WHAT YOU HAVE TO DO: Rewrite the stretch of rows from the start through the line containing "left=0, top=0, right=626, bottom=417", both ends included, with "bowl rim" changed to "bowl edge" and everything else kept as is. Omit the pictures from your answer.

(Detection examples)
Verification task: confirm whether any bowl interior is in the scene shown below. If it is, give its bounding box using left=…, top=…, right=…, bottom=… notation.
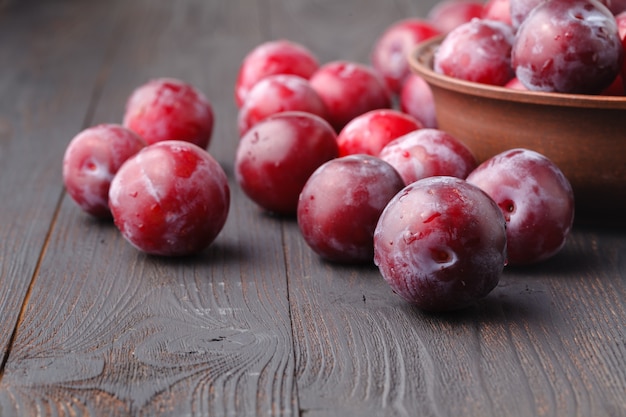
left=410, top=38, right=626, bottom=218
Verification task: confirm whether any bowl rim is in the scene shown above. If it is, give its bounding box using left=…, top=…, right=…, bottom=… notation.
left=409, top=35, right=626, bottom=110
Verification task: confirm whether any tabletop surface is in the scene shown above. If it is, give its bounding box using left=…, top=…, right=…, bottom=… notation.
left=0, top=0, right=626, bottom=417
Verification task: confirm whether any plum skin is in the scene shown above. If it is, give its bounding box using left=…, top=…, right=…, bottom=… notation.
left=109, top=141, right=230, bottom=256
left=235, top=39, right=319, bottom=108
left=433, top=18, right=515, bottom=86
left=235, top=111, right=339, bottom=216
left=370, top=18, right=441, bottom=94
left=309, top=60, right=392, bottom=132
left=63, top=123, right=146, bottom=218
left=379, top=129, right=478, bottom=185
left=237, top=74, right=326, bottom=136
left=374, top=176, right=506, bottom=311
left=337, top=109, right=422, bottom=156
left=467, top=148, right=574, bottom=265
left=297, top=154, right=404, bottom=264
left=511, top=0, right=624, bottom=94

EXERCISE SOLUTION:
Verification task: confirm whether any bowl interior is in the scene shown below. If it is, give its bounding box using left=…, top=…, right=…, bottom=… notation.
left=410, top=38, right=626, bottom=218
Verification task: confirm whether any bowl edge is in the scene shown above. If it is, give its bounding box using left=…, top=…, right=…, bottom=… notation.
left=409, top=35, right=626, bottom=110
Verification task: confirm whether any tabletop surface is in the scene shown above. If it is, give its bounding box using left=…, top=…, right=…, bottom=… notation.
left=0, top=0, right=626, bottom=417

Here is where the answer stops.